>>>

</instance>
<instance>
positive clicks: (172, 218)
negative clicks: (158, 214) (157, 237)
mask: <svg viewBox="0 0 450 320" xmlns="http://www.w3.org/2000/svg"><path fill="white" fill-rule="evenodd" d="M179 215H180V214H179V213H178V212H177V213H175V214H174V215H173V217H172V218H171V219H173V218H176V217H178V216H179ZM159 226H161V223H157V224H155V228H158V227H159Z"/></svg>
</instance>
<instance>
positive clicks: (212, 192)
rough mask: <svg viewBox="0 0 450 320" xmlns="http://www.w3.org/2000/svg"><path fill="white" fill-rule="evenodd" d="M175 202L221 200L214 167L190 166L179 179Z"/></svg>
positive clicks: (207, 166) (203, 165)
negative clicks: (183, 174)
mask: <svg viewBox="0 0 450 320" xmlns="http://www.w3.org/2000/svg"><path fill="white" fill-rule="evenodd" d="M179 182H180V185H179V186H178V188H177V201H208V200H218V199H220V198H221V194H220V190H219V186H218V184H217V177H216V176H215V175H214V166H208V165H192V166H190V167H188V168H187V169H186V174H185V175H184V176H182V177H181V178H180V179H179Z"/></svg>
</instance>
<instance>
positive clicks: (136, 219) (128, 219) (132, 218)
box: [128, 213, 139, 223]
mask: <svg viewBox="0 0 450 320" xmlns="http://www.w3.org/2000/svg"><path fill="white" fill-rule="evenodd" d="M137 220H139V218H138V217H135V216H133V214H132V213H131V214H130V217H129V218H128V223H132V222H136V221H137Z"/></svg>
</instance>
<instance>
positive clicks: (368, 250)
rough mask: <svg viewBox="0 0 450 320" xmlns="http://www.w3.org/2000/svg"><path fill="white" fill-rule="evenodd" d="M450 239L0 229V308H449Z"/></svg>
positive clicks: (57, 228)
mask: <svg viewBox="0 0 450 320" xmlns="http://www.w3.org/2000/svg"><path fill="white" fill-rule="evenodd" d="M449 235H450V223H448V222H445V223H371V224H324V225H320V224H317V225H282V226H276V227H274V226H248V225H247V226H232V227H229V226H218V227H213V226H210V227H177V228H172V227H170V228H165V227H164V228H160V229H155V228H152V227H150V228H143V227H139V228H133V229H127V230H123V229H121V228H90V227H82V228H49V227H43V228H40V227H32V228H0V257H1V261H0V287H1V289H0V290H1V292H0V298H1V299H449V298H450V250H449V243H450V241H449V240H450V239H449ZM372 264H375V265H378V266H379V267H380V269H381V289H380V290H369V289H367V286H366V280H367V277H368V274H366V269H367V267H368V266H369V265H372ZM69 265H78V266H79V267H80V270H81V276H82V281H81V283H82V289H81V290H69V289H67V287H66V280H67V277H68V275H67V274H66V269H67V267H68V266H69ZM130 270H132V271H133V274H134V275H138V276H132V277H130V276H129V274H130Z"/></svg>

<<<

* **ABOUT THIS TASK**
Each line that mentions the string "rough" must be copied from the listing.

* **EXERCISE ANSWER**
rough mask: <svg viewBox="0 0 450 320" xmlns="http://www.w3.org/2000/svg"><path fill="white" fill-rule="evenodd" d="M175 202L221 200L214 167L190 166L179 179Z"/></svg>
rough mask: <svg viewBox="0 0 450 320" xmlns="http://www.w3.org/2000/svg"><path fill="white" fill-rule="evenodd" d="M450 239L0 229V308H449Z"/></svg>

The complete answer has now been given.